(Data extracted from a collection)

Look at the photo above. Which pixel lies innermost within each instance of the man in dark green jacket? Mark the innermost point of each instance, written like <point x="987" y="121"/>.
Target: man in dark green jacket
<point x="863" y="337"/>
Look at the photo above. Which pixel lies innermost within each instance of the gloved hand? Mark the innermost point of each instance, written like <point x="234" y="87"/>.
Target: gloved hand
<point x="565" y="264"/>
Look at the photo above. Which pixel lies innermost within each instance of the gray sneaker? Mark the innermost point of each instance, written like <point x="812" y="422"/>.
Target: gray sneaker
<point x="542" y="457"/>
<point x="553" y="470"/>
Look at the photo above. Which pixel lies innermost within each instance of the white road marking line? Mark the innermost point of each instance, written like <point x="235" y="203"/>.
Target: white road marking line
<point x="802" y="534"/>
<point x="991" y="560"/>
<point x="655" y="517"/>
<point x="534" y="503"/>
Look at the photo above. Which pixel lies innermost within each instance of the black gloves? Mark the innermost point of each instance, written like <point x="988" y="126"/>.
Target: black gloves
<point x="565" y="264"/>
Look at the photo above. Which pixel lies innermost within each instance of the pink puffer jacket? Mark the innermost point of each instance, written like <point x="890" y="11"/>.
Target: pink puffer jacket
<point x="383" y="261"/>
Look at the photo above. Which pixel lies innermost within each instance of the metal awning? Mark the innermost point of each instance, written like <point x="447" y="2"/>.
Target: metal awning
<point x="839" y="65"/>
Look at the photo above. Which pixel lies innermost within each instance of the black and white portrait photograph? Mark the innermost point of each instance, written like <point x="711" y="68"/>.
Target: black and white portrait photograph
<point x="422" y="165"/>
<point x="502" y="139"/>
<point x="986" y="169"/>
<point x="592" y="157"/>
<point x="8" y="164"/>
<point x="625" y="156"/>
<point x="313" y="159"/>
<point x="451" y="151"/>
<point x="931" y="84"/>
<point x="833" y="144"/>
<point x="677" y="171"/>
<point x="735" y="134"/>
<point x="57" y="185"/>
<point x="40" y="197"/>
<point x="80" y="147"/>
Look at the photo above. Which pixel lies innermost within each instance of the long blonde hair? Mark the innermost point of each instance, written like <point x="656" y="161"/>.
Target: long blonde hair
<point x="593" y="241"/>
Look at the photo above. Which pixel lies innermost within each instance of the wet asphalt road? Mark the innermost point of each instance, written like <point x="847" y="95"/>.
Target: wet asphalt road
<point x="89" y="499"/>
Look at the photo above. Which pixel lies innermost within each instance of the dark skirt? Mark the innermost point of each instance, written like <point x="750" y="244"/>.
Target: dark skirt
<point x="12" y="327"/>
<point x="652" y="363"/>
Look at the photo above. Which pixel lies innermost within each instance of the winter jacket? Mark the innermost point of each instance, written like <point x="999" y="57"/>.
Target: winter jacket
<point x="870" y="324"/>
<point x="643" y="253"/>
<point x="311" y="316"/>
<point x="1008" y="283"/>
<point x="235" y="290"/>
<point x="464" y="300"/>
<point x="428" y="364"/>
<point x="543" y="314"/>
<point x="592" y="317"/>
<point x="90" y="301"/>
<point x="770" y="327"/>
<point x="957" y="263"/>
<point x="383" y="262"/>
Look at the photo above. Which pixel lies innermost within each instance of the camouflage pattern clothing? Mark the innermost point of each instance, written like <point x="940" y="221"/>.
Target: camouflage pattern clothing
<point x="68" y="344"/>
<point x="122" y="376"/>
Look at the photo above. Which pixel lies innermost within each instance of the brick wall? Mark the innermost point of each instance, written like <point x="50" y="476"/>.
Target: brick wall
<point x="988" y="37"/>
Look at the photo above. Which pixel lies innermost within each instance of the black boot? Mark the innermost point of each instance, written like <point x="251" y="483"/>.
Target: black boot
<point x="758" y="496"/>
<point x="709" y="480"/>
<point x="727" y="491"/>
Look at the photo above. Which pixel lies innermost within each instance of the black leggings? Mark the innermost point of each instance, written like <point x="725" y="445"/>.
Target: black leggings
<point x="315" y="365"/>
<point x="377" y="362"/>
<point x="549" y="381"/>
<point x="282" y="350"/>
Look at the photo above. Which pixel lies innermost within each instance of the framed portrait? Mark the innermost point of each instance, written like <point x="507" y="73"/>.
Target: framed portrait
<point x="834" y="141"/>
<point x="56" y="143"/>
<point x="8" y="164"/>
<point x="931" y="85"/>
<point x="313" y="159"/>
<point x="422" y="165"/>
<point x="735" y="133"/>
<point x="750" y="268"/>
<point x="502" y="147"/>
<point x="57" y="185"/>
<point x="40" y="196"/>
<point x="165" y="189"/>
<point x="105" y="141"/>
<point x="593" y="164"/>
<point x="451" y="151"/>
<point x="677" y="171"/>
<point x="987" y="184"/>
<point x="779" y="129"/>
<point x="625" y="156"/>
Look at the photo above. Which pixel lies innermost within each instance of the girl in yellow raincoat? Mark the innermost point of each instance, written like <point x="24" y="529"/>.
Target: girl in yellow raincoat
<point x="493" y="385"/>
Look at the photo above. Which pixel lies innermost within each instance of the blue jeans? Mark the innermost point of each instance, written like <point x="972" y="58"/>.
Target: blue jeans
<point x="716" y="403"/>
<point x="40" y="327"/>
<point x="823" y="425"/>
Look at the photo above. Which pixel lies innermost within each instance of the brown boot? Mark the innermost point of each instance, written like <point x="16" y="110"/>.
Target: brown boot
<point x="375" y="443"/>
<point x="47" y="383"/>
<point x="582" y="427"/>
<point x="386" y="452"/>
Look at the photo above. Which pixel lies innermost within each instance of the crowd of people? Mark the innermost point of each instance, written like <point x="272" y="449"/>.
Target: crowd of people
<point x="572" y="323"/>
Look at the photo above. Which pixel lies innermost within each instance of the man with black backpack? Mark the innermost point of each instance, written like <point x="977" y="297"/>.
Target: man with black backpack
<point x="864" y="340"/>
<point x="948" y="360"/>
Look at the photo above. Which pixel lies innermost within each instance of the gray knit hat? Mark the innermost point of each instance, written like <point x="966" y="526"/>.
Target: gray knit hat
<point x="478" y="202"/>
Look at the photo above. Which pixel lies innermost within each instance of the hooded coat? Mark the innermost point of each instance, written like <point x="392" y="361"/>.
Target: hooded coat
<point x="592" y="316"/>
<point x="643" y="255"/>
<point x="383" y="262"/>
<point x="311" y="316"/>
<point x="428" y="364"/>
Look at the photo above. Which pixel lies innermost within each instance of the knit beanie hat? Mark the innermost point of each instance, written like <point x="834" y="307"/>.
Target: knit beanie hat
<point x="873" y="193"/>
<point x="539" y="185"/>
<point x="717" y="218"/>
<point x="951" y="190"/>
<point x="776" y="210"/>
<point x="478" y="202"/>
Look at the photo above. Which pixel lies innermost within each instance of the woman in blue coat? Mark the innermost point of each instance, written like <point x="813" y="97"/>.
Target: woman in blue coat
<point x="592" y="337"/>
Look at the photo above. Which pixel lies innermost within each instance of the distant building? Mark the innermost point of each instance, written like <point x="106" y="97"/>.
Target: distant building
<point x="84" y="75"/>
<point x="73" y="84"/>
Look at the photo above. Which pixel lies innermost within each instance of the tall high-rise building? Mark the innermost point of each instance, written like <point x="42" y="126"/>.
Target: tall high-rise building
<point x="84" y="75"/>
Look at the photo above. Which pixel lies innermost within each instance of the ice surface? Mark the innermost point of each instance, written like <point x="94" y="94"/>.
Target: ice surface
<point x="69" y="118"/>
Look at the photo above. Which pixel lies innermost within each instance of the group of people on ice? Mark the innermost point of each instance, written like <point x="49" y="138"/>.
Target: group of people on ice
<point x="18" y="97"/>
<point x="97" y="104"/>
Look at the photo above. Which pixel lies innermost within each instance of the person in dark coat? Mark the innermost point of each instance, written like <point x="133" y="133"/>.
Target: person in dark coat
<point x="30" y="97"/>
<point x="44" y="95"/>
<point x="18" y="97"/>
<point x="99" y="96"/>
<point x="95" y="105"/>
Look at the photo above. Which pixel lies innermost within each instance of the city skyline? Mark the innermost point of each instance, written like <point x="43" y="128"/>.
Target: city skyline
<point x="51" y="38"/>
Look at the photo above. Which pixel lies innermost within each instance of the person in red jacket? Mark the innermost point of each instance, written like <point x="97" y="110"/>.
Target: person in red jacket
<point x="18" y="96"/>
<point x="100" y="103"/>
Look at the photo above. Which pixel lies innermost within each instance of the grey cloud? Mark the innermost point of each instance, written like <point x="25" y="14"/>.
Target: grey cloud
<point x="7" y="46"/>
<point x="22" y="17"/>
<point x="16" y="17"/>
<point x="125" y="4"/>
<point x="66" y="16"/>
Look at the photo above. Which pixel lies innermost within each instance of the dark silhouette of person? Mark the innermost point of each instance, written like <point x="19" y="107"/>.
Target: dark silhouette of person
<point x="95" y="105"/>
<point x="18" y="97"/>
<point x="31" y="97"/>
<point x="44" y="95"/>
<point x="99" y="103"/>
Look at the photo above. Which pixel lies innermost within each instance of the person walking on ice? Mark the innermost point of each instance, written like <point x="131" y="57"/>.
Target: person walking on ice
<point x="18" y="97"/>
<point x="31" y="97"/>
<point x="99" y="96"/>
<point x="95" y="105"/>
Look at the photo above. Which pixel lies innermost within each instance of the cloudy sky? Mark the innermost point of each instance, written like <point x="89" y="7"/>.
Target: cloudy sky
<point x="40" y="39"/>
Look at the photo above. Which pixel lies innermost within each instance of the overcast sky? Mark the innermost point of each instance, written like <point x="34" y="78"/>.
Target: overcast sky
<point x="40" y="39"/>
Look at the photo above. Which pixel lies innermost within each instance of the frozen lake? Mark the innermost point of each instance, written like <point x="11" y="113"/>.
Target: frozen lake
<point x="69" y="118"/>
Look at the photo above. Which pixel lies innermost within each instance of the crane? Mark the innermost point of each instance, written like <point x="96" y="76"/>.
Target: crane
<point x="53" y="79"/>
* * *
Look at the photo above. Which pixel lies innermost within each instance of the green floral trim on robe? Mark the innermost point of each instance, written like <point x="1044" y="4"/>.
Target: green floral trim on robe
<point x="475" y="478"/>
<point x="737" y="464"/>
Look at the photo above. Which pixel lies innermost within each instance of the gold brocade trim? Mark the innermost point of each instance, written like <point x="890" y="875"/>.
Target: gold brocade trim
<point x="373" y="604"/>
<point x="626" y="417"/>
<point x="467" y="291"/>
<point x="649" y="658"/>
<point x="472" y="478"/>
==
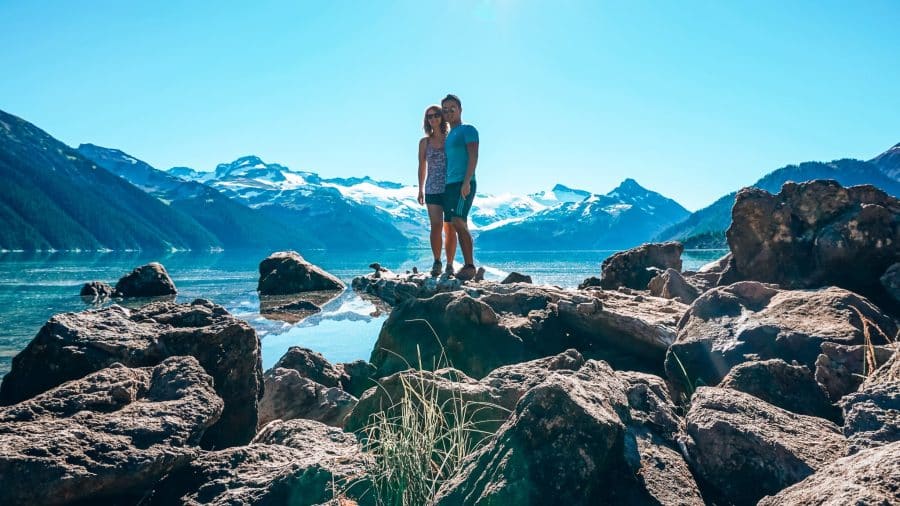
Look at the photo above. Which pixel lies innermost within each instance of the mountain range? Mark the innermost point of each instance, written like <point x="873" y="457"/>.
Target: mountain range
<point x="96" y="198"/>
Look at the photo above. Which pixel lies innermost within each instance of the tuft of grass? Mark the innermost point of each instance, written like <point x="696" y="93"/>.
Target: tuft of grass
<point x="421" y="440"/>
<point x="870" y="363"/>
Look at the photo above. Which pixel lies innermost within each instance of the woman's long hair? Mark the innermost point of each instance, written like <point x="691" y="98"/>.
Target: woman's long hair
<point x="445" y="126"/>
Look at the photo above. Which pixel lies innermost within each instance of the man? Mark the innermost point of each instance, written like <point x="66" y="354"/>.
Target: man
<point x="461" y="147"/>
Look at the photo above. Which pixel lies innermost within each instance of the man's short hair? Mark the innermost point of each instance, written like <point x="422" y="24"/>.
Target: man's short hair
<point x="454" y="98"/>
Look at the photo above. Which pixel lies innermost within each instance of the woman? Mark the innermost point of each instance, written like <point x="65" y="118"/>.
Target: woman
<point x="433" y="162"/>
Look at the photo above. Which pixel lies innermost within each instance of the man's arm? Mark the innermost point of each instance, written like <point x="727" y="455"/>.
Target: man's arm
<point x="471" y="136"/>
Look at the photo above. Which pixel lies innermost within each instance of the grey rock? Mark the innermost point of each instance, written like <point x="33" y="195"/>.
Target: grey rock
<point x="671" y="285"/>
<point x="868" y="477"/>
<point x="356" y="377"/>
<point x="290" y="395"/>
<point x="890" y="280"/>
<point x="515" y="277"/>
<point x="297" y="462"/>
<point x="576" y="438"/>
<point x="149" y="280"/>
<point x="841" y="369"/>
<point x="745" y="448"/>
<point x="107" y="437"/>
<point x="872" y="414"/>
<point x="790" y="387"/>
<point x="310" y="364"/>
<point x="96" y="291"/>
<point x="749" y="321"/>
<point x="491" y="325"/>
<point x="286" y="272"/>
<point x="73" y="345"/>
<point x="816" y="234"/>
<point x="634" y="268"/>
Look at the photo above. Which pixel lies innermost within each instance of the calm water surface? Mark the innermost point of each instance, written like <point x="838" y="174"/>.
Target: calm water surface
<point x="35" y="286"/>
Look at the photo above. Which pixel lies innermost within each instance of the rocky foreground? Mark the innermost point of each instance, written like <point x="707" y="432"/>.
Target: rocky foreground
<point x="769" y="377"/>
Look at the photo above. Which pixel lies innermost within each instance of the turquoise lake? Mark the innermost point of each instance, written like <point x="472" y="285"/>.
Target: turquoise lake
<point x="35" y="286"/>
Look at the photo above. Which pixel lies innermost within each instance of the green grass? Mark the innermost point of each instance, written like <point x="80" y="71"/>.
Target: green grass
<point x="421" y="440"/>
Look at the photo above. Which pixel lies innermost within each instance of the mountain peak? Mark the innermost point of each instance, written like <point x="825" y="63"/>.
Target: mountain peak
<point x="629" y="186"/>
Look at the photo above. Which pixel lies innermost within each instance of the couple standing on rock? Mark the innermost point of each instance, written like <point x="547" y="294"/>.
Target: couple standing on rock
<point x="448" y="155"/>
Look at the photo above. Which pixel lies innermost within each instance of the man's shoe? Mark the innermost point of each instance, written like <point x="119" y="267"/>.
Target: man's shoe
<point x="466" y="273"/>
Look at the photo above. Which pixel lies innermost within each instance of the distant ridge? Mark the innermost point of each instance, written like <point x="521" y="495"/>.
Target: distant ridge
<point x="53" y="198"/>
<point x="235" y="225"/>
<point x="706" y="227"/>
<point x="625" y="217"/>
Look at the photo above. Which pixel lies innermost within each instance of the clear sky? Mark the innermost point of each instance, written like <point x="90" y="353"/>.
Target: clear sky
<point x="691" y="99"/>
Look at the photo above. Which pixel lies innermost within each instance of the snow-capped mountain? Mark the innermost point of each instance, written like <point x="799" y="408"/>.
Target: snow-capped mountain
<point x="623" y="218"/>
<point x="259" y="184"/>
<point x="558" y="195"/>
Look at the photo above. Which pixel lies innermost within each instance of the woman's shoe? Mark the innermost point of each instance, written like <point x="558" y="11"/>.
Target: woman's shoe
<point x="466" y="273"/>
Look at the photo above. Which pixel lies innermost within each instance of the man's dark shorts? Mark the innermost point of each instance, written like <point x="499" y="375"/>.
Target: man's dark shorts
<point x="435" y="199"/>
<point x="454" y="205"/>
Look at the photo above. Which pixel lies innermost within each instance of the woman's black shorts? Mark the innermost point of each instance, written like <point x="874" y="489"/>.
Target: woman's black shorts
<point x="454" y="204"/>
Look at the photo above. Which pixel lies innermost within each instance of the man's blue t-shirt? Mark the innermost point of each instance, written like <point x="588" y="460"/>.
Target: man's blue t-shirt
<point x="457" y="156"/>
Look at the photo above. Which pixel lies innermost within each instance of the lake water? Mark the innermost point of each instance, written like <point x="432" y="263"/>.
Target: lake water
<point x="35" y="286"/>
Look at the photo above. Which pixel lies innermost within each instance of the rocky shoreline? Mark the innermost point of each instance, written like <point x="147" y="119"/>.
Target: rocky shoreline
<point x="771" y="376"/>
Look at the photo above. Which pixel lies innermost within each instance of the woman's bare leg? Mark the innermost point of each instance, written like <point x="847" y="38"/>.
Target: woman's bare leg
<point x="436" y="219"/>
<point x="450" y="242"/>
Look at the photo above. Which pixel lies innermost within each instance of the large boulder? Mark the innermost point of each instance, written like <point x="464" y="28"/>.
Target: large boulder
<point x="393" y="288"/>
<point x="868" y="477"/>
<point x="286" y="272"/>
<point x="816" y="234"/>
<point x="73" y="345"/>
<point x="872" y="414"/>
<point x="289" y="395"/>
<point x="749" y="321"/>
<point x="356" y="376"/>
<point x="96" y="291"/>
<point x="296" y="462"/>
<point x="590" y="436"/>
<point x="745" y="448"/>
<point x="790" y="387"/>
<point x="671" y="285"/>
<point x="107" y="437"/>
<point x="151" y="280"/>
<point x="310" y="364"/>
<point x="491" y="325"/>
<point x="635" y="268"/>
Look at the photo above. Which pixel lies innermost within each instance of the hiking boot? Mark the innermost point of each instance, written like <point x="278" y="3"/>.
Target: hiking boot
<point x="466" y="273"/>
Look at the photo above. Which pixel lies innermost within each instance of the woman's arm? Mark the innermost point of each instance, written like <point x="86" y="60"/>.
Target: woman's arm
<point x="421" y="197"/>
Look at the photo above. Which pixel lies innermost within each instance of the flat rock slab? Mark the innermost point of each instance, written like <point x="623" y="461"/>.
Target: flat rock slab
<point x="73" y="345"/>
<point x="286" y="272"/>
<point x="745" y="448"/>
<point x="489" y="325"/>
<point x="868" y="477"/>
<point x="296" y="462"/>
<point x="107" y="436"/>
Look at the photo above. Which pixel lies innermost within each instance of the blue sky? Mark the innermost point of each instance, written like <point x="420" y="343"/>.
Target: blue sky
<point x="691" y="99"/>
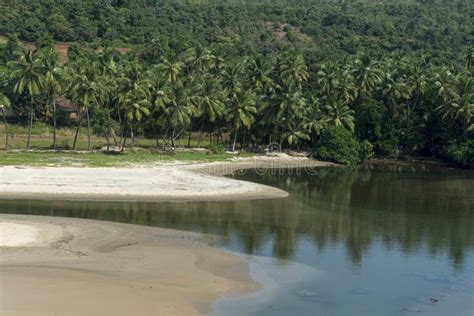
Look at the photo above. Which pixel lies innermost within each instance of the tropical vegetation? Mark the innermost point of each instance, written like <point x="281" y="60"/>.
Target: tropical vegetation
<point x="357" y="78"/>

## Work required
Count how many lines of the material above contain the string "blue", treating uppercase and lowercase as different. Give only the number.

## Output for this task
8